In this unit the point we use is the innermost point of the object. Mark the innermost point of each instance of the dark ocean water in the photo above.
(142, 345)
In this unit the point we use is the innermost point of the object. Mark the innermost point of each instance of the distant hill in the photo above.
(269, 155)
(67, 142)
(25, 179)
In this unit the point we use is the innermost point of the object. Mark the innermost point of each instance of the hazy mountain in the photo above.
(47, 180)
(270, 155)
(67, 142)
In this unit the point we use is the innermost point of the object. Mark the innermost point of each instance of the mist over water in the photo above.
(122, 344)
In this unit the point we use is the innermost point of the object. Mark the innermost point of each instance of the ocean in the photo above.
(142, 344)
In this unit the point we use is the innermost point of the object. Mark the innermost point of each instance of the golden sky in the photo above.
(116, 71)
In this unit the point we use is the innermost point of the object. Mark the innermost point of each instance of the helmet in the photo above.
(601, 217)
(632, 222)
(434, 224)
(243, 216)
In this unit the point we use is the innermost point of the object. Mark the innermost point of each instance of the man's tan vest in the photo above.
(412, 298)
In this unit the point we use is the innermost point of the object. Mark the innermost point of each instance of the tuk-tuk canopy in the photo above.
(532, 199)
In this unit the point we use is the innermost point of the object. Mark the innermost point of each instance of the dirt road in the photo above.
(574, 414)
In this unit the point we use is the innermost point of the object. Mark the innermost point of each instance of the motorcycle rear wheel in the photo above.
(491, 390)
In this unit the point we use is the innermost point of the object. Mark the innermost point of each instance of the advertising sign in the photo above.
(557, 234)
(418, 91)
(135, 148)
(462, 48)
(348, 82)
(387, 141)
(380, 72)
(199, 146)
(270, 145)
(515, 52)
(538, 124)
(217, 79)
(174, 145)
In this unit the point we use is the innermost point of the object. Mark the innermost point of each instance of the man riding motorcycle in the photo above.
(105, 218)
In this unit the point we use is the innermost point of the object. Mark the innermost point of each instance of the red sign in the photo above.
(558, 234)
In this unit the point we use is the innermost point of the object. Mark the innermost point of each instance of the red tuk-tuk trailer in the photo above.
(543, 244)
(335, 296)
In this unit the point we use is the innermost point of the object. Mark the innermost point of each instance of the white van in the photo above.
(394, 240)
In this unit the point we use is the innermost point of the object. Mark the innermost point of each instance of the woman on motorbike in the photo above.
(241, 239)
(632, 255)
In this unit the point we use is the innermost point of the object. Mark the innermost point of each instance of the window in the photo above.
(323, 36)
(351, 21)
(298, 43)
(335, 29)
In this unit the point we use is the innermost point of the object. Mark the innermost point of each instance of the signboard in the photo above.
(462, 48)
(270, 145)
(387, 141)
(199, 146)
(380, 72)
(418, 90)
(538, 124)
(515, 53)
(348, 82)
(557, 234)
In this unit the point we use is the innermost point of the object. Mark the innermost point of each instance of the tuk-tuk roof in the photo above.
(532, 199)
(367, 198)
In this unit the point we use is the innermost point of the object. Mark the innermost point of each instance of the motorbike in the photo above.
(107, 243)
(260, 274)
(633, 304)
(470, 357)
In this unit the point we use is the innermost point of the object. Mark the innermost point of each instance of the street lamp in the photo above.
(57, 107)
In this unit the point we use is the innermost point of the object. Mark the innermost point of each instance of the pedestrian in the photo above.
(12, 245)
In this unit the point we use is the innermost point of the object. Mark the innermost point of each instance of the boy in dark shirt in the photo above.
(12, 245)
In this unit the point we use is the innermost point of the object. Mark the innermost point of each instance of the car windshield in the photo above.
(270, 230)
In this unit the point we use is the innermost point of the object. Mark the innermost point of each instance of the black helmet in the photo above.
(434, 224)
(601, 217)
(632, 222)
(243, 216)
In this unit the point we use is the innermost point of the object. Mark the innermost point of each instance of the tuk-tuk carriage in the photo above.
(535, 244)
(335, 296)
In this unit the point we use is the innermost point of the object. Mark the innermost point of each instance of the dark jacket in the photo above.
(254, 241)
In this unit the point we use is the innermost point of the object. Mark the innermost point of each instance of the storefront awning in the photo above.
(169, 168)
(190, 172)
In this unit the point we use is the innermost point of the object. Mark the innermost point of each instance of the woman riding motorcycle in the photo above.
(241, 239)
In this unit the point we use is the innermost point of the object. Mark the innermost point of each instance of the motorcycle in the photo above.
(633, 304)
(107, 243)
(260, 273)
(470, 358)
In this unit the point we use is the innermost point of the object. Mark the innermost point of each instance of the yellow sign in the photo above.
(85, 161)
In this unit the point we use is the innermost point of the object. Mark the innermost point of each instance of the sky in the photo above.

------------

● Task to complete: Can you rewrite only the part of the data that opens with the line containing "the motorcycle in the photo above." and runs through the end of the data, keeping every request, but scaling each coordinate in the answers by 0.6 and rounding it to a whole number, with halves rounded up?

● Solution for this problem:
In this unit the point we use is the innermost point of the object. Mark the innermost point of each instance of the motorcycle in the photo above.
(380, 182)
(64, 146)
(156, 164)
(282, 215)
In this unit the point we use is the innermost point of the object. Mark the innermost point of each instance of the yellow sign in the photo above.
(51, 97)
In this unit the point we use is the innermost point of the object. Mark the innermost point of each instance of the sky in the photo above.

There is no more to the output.